**ACTIVITY LIST**
A - In the article about Shah Capital and Novavax, what size stake does Shah say it holds in Novavax?
B - Extend the article about Shah Capital and Novavax, picking up after its final sentence.

**TEXT PASSAGE**
________________________________________

Investor seeks sale of Novavax after poor COVID jab sales
Novavax CEO John Jacobs and Sah Capital's founder Himanshu Shah.
Activist investor Shah Capital has called on the board of directors at Novavax to put the company up for sale, citing a "litany of missteps" at the company.
Chief among its criticisms is Novavax's failure to build sales of its protein-based COVID-19 vaccine Nuvaxovid/Covovax, a latecomer in the market, which has struggled to gain traction against mRNA-based rivals from Moderna and Pfizer/BioNTech.
Shah, which said it is the second-largest investor in Novavax with a 7.2% stake, has been critical of the company's governance for some time and last year attempted to block the re-election of three directors and executive pay packages, saying it was being held back by "an overly conservative board and management that clings to failed strategies."
That criticism was reined back after Novavax announced a partnership with Sanofi, but the rhetoric has gone up a notch again in the latest letter, in which founder and managing partner Himanshu Shah argues that Gaithersburg, Maryland-based Novavax's vaccine platform would have "far greater potential in the hands of a large capable pharma entity."

________________________________________

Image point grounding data

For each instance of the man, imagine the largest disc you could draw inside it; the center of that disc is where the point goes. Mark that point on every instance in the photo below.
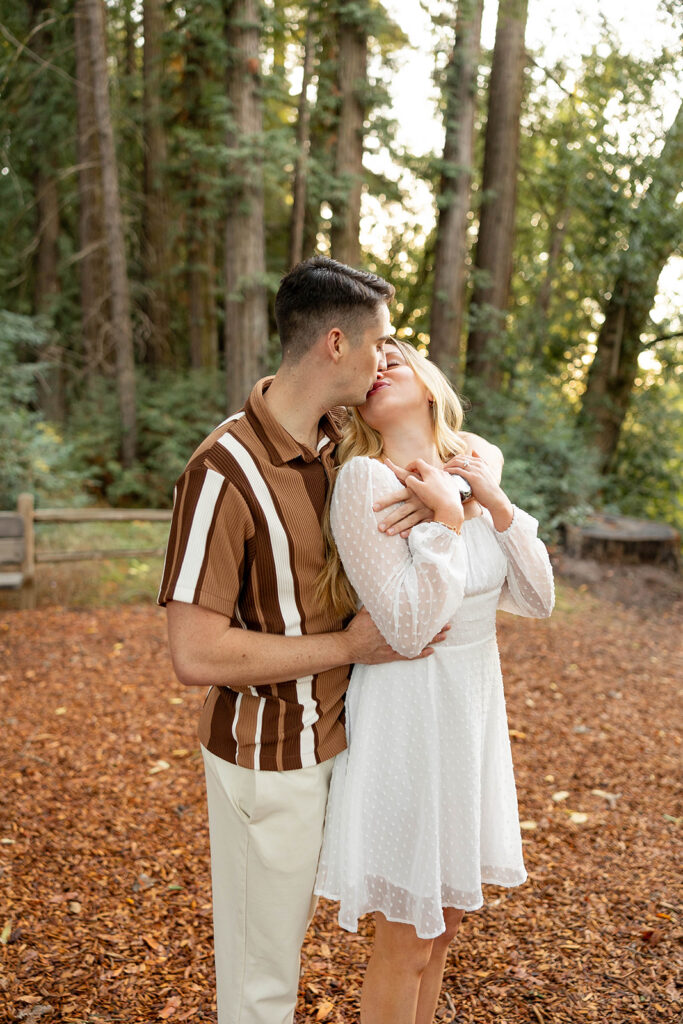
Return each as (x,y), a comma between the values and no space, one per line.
(244,553)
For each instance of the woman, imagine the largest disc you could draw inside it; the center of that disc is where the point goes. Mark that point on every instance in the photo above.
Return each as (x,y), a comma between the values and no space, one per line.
(422,806)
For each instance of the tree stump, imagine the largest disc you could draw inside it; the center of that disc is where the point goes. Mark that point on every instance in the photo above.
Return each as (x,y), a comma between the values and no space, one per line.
(624,540)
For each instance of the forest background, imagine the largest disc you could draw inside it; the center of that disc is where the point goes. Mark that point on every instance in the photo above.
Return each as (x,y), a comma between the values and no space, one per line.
(162,165)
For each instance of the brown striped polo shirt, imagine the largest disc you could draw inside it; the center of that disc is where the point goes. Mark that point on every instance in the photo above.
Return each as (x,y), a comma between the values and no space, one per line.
(246,542)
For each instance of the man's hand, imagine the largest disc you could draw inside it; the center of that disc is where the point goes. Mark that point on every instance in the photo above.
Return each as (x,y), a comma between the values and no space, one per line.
(409,511)
(368,646)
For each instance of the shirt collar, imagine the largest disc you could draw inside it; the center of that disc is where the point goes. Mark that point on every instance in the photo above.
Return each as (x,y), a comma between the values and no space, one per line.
(282,446)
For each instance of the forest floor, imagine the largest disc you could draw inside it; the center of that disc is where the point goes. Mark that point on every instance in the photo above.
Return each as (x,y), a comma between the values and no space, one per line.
(104,891)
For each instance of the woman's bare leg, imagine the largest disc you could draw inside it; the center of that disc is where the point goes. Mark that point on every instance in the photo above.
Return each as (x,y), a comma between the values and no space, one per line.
(392,980)
(432,977)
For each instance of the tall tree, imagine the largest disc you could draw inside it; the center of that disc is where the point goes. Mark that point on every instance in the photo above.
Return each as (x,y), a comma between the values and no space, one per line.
(454,197)
(246,310)
(654,237)
(497,217)
(351,84)
(91,248)
(121,327)
(155,227)
(298,218)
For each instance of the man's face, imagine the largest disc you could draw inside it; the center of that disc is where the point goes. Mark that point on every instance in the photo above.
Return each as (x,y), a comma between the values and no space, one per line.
(366,356)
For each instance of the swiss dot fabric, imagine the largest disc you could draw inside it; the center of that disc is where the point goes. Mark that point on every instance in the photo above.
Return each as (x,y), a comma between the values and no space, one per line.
(422,806)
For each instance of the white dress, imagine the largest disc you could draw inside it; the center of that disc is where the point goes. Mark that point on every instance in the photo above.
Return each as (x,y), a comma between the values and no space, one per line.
(422,806)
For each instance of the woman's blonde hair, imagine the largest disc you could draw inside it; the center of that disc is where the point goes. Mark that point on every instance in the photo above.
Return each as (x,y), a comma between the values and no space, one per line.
(358,438)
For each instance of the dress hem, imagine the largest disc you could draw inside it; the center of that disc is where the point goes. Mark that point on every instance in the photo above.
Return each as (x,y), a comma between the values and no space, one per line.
(400,921)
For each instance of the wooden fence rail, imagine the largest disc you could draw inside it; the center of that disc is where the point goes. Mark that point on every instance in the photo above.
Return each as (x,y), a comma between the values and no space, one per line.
(33,555)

________________________________________

**ANSWERS TO THE EXERCISES**
A - A 7.2% stake, which it says makes it Novavax's second-largest investor.

B -
It accuses the company of "persistent underperformance, Nuvoxovid's rollout slipups, […] timid/ineffective marketing, extremely poor capital market actions, and tremendous lack of accountability."
Previously, Shah Capital has argued that, faced with a decline in the size of the COVID-19 market (which only looks set to worsen further under the Trump administration), Novavax should now be targeting its vaccine at the over-60s age bracket using a Direct-To-Consumer (DTC) strategy.
In the latest letter, it points to missed FDA timelines that held up Nuvaxovid's approval in the US until last year, as well as other issues like a quality issue that led to an inadequate shelf-life for the shot in the 2024 COVID-19 season, that have pegged its market share to a lowly 2%.
"Shah Capital finds it unfathomable why Nuvaxovid's market share once again is non-existent given the scientific superiority [of the vaccine] and positive regulatory tailwinds," alluding to a US regulatory system that, under HHS Secretary Robert F Kennedy Jr, has been moving to discourage the use of mRNA-based COVID-19 jabs.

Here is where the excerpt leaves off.